WHAT THE TASK REQUIRES
From the data that follows, report how many lines hold the string "sample", giving only the number.

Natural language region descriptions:
'''

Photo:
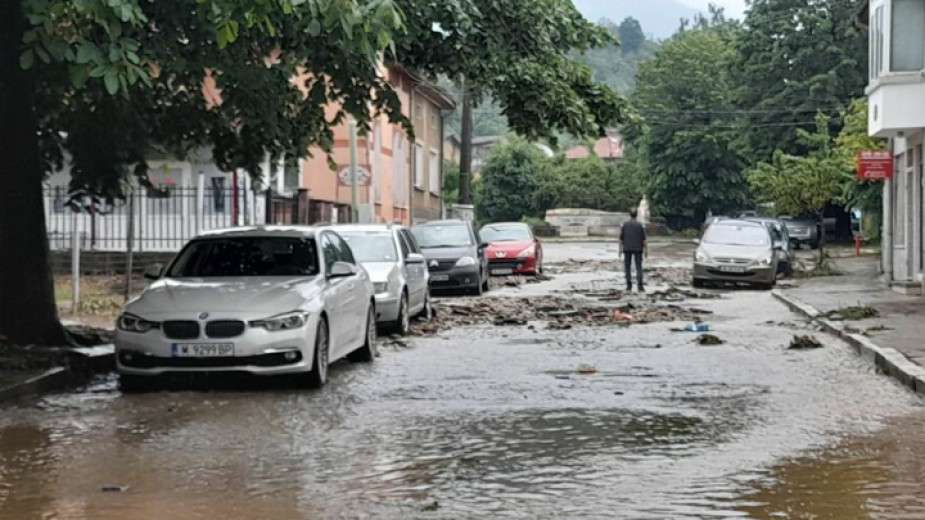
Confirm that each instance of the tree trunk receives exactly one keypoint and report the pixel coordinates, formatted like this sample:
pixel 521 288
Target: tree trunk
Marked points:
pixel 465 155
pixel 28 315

'''
'''

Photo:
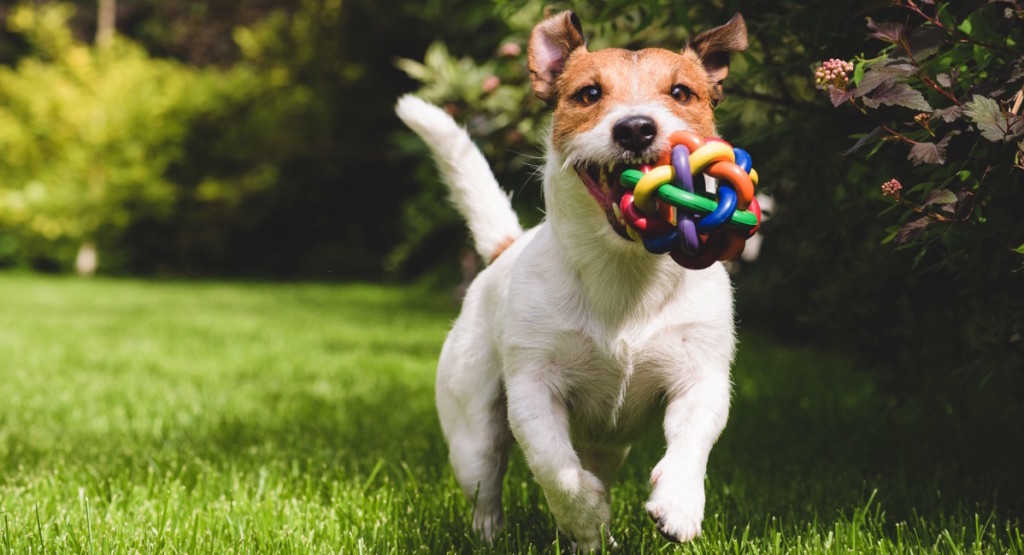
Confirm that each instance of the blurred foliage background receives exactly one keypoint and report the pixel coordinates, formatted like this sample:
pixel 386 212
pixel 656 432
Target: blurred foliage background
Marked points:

'''

THE ANSWER
2